> **Vorliegender Text**:
::::::::

# Biken in Nürnberg



## Peacebrother (30. Juni 2002)

Also ich hab damal einpaar fragen weill ich am Mittwochen in die Ferien nach Nürnberg fahren und ich mein Bike nich mitnehmen kann.
Kann man in Nürnberg irgentwo Freeride oder Downhill Bikes leihen. 
Und kann mir vieleicht jemand einen verbünftige erklärung zu den besten spots geben.
War zwar schon oft da aber ich Bike erst seit einem Halben Jahr deswegen weiss ich noch nich wo man da vernünftig ab rocken kann.
Bin für alle antworten dankbar.
Und wer einen Rechtsschreibfehler findet darf ihn behalten .


----------



## Andrush (1. Juli 2002)

Ja. Genau.
Ich weiß, das ihr irgendwo sein müsst !
Wer ? fährt Wo ? und Wann ?
Ich wohne in Erlangen und fahre auch ab & zu nach Nürnberg zum biken...
Aber nicht mehr lange, wenn ich immer alleine fahren muss !
Meldet Euch ! Nix alleine fahren will !!!


----------



## MTB-News.de




----------



## Peacebrother (1. Juli 2002)

Geh mal auf www.dh-ngb.de
Die site is allerdings ziemlich im arsch.
Und antworten bekommt man von den auch nich.
Aber du kannst ja mal dein glück versuchen.
Andrush vieleicht kannst mir ja mal antworten .
Ersmal was fährst du also dirt oder was.


----------



## Tom:-) (1. Juli 2002)

freeride ist zwar nicht so meinz, von daher kenne ich wenig spots, aber die fr fraktion hat rund um den tiergarten und die fürther veste ein paar gute trails zur verfügung. sollte nicht so schwer zu finden sein. immer den schmalen pfaden nach


----------



## dubbel (1. Juli 2002)

::::::::

Einträge aus einem Datensatz
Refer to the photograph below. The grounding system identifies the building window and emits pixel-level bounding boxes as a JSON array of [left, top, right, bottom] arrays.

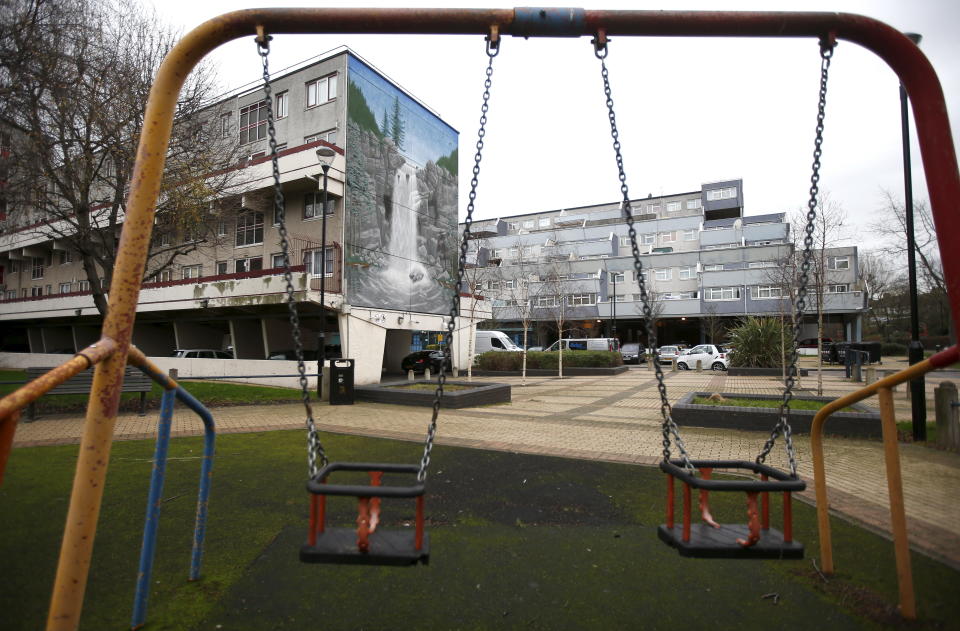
[[707, 186, 737, 202], [239, 256, 263, 274], [237, 210, 263, 247], [750, 285, 783, 300], [307, 74, 337, 107], [240, 101, 267, 145], [303, 192, 337, 219], [277, 92, 290, 118], [703, 287, 740, 301], [568, 294, 597, 307], [827, 256, 850, 270], [303, 129, 337, 145], [303, 248, 333, 277], [220, 113, 233, 138]]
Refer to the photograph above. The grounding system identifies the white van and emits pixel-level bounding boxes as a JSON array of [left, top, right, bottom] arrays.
[[473, 331, 523, 355], [545, 337, 620, 352]]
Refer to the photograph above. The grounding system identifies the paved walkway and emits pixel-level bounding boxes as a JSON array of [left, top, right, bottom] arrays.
[[14, 367, 960, 569]]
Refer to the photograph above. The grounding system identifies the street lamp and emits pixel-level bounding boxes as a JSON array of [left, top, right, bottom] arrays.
[[900, 33, 927, 441], [317, 147, 337, 398]]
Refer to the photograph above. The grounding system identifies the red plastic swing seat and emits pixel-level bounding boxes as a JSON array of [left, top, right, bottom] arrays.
[[657, 460, 806, 559], [300, 462, 430, 566]]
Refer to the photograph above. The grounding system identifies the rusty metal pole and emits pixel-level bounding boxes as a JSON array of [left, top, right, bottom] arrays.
[[877, 388, 923, 620]]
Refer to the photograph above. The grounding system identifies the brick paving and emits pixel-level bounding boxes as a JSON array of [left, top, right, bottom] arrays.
[[14, 367, 960, 568]]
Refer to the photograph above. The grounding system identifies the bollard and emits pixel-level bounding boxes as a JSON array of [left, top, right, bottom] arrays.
[[933, 381, 960, 450]]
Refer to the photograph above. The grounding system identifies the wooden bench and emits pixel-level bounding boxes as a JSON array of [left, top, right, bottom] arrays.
[[25, 366, 153, 421]]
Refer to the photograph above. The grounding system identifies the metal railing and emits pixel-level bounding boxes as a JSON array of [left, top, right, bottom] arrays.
[[810, 346, 960, 619]]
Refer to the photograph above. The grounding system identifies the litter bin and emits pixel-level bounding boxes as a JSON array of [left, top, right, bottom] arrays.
[[329, 359, 354, 405]]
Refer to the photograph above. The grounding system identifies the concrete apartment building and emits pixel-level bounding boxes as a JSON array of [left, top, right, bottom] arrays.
[[468, 180, 866, 345], [0, 48, 489, 383]]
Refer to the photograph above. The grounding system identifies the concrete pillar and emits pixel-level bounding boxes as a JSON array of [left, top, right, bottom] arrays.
[[337, 313, 388, 386], [132, 322, 176, 357], [932, 381, 960, 450], [230, 320, 267, 359]]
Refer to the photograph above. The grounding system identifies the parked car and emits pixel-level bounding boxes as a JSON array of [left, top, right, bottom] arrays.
[[474, 331, 523, 355], [400, 351, 450, 373], [170, 348, 233, 359], [620, 342, 647, 364], [657, 346, 680, 364], [547, 337, 620, 351], [677, 344, 729, 370]]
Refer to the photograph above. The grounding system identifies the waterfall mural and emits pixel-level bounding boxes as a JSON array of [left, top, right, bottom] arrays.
[[344, 55, 457, 313]]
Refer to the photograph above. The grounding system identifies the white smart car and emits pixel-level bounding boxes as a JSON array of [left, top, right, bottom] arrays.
[[677, 344, 730, 370]]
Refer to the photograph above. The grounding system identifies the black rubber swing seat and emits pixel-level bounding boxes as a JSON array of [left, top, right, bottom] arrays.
[[300, 462, 430, 566], [657, 460, 806, 559]]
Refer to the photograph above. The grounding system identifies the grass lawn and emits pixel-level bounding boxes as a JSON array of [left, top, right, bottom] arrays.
[[0, 431, 960, 631], [0, 370, 300, 413], [693, 397, 857, 412]]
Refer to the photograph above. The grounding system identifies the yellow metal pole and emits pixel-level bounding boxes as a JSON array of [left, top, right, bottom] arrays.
[[47, 20, 236, 630], [878, 388, 917, 620], [810, 359, 936, 574]]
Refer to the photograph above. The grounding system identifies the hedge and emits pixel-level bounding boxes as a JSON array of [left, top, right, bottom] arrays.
[[477, 351, 623, 370]]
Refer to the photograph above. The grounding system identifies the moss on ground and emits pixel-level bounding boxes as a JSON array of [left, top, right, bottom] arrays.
[[0, 431, 960, 629]]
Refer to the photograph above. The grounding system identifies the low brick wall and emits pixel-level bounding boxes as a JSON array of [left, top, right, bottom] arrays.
[[354, 381, 511, 408], [473, 366, 630, 377], [673, 392, 881, 438]]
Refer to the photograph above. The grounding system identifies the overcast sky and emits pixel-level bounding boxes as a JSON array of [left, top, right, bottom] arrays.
[[143, 0, 960, 247]]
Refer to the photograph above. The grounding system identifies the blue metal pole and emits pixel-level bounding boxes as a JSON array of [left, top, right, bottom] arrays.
[[176, 386, 216, 581], [130, 390, 176, 629]]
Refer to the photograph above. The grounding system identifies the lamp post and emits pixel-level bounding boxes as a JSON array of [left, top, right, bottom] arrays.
[[900, 33, 927, 441], [610, 273, 617, 338], [317, 147, 337, 399]]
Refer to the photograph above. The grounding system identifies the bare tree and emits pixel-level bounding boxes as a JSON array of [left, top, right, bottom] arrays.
[[871, 190, 957, 342], [0, 0, 248, 313]]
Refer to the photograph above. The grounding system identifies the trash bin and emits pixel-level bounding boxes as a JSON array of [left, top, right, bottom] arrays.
[[329, 359, 354, 405]]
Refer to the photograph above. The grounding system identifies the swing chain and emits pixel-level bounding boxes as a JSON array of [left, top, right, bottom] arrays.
[[417, 32, 500, 482], [593, 30, 695, 473], [757, 33, 837, 477], [256, 33, 328, 478]]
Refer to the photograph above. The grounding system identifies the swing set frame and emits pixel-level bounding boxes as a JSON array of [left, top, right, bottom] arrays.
[[0, 8, 960, 629]]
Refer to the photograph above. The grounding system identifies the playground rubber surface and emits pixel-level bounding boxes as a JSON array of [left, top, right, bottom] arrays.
[[0, 431, 960, 630]]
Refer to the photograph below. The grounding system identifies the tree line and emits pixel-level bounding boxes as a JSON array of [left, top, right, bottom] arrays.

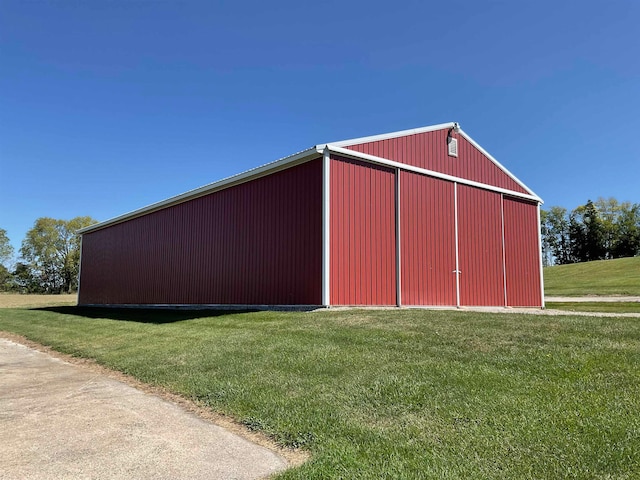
[[0, 217, 96, 293], [540, 197, 640, 266]]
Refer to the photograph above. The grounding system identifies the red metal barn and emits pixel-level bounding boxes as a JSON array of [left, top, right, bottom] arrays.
[[79, 123, 544, 307]]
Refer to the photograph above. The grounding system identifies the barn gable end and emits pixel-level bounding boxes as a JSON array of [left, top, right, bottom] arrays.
[[331, 124, 533, 195]]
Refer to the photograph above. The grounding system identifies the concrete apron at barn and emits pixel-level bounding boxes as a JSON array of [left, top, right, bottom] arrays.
[[0, 338, 287, 479]]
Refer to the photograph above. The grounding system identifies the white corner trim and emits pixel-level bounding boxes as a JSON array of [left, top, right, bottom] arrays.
[[326, 144, 542, 203], [453, 182, 460, 308], [77, 147, 322, 235], [537, 204, 545, 308], [331, 122, 455, 147], [459, 129, 544, 203], [322, 148, 331, 307], [395, 168, 402, 307], [500, 194, 508, 307]]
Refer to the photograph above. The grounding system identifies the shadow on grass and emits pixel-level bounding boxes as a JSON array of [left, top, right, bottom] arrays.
[[30, 306, 258, 325]]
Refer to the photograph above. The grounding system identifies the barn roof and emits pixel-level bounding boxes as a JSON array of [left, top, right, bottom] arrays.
[[78, 122, 542, 234]]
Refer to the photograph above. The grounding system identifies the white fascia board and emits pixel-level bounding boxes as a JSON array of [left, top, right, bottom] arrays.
[[458, 129, 544, 203], [330, 122, 455, 147], [77, 147, 322, 234], [326, 144, 542, 203]]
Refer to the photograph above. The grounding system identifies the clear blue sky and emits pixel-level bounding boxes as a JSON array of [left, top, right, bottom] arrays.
[[0, 0, 640, 255]]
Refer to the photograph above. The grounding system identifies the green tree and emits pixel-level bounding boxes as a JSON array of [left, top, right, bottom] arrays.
[[540, 207, 570, 265], [0, 228, 13, 290], [20, 217, 96, 293], [0, 228, 13, 267]]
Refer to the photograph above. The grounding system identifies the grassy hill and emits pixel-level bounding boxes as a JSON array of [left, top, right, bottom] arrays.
[[544, 257, 640, 296]]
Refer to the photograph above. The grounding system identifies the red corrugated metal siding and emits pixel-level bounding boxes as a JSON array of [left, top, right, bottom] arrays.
[[400, 172, 456, 305], [457, 184, 505, 306], [346, 130, 528, 193], [503, 196, 542, 307], [79, 159, 322, 305], [330, 157, 396, 305]]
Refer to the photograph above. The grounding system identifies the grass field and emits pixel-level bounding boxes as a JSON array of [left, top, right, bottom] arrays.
[[544, 257, 640, 297], [0, 307, 640, 479], [546, 302, 640, 313], [0, 293, 78, 308]]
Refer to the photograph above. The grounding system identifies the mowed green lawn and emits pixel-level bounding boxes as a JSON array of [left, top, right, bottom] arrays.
[[545, 302, 640, 313], [544, 257, 640, 296], [0, 307, 640, 479]]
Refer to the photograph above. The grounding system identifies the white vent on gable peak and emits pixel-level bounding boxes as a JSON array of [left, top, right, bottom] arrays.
[[447, 137, 458, 157]]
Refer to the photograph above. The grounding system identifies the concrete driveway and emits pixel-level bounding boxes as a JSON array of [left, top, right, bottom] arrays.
[[0, 338, 287, 480]]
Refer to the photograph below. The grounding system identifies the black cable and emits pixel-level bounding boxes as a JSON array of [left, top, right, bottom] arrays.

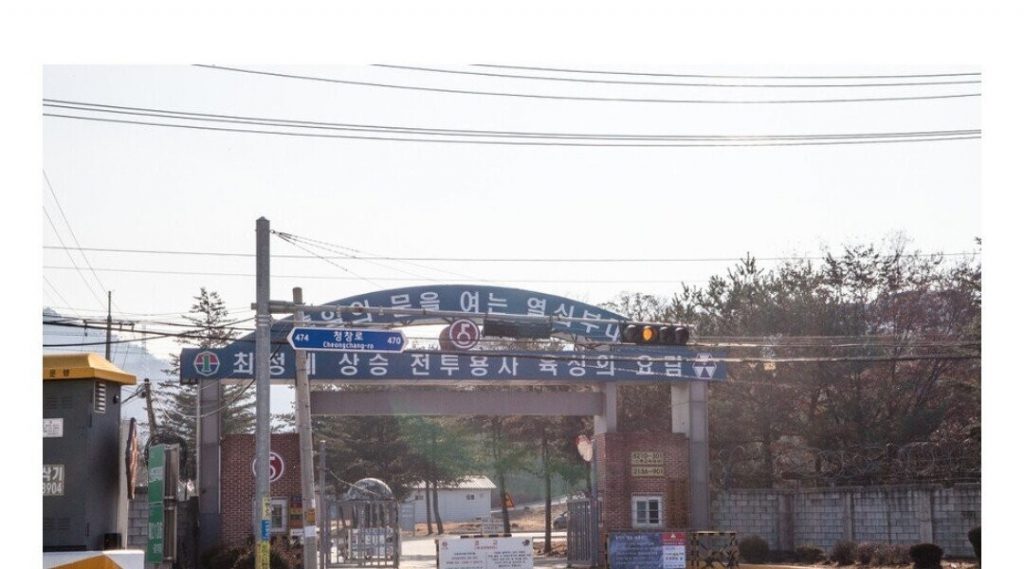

::::::::

> **Aufgaben**:
[1] Erkläre in ein bis drei Sätzen, warum Peacebrother im Thread zum Biken in Nürnberg fragt, wo man Freeride- oder Downhill-Bikes leihen kann.
[2] Beantworte zum Thread über das Biken in Nürnberg diese Fragen:
(a) In welcher Stadt wohnt Andrush?
(b) Welche Website nennt Peacebrother am 1. Juli 2002?
(c) Um welche beiden Orte herum hat die Freeride-Fraktion laut Tom:-) gute Trails?
[3] Zähle alle Benutzernamen auf, die im Thread zusammen mit einem Datum als Überschrift stehen. Nenne jeden Namen nur einmal.
Die Einträge haben eine andere Herkunft als der Text.

> **Lösungen**:
[1] Peacebrother fährt in den Ferien nach Nürnberg und kann das eigene Bike nicht mitnehmen.

[2]
(a) In Erlangen.
(b) www.dh-ngb.de
(c) Um den Tiergarten und um die Fürther Veste.

[3] Peacebrother, Andrush, Tom:-), dubbel